◆ TASK ◆
Reproduce all the entries exactly.

◆ RECORDS SHOWN ◆
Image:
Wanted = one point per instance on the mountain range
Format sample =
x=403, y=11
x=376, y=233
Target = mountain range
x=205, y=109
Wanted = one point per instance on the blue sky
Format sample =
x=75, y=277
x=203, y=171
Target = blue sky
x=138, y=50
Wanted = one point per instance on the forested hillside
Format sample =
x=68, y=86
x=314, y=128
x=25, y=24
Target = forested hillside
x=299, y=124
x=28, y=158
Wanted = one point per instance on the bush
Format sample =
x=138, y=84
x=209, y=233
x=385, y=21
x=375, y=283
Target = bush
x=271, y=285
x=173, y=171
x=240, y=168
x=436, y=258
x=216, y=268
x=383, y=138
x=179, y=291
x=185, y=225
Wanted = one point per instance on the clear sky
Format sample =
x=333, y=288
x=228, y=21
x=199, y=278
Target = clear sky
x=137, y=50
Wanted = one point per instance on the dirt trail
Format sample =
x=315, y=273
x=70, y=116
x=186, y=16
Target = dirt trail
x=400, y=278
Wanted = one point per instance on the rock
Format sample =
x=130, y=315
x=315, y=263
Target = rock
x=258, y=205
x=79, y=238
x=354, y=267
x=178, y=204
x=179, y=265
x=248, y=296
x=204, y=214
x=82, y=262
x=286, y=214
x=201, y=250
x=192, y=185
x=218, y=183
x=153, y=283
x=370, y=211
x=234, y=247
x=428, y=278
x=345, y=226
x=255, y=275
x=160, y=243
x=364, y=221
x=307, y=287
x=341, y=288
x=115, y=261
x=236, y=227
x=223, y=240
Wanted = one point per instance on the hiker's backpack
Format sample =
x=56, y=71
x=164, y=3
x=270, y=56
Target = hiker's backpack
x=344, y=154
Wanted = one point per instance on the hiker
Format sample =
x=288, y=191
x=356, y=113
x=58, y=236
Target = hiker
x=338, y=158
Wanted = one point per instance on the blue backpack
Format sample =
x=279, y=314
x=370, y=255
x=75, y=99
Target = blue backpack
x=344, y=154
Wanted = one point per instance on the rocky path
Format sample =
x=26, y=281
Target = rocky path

◆ FINISHED TASK ◆
Image:
Wanted = one point per instance on the mountain range
Format sample =
x=403, y=11
x=376, y=233
Target = mountain range
x=205, y=109
Wanted = one point per instance on the blue sky
Format sample =
x=75, y=277
x=203, y=171
Target = blue sky
x=138, y=50
Wanted = one point per instance on the forested hillside
Format sample =
x=68, y=86
x=314, y=128
x=25, y=24
Target = forested hillside
x=299, y=124
x=28, y=158
Wanted = one point per instance on the bush
Format sample =
x=138, y=84
x=209, y=233
x=385, y=21
x=375, y=283
Target = bush
x=271, y=285
x=173, y=171
x=240, y=168
x=436, y=258
x=216, y=268
x=383, y=138
x=179, y=291
x=185, y=225
Wanted = one point per instance on the clear sky
Format sample =
x=333, y=288
x=228, y=21
x=199, y=278
Target = clear sky
x=137, y=50
Wanted = one point per instance on the dirt trail
Format sample =
x=315, y=273
x=70, y=116
x=186, y=16
Target = dirt trail
x=400, y=278
Wanted = one point per instance on the rock
Format sample =
x=130, y=315
x=315, y=263
Target = rock
x=258, y=205
x=79, y=238
x=354, y=267
x=178, y=204
x=179, y=265
x=248, y=296
x=204, y=214
x=82, y=262
x=286, y=214
x=201, y=250
x=192, y=185
x=218, y=183
x=153, y=283
x=370, y=211
x=234, y=247
x=428, y=278
x=345, y=226
x=255, y=275
x=160, y=243
x=364, y=221
x=307, y=287
x=341, y=288
x=115, y=261
x=236, y=227
x=223, y=240
Wanted = one point per instance on the hiker's backpack
Format sample =
x=56, y=71
x=164, y=3
x=270, y=56
Target = hiker's backpack
x=344, y=154
Wanted = one point per instance on the hiker
Format sample =
x=288, y=191
x=356, y=113
x=58, y=236
Target = hiker
x=338, y=158
Wanted = one point per instance on the blue backpack
Format sample =
x=279, y=314
x=370, y=255
x=75, y=99
Target = blue backpack
x=344, y=154
Wanted = one point per instance on the rocky path
Format sample =
x=26, y=281
Target = rocky path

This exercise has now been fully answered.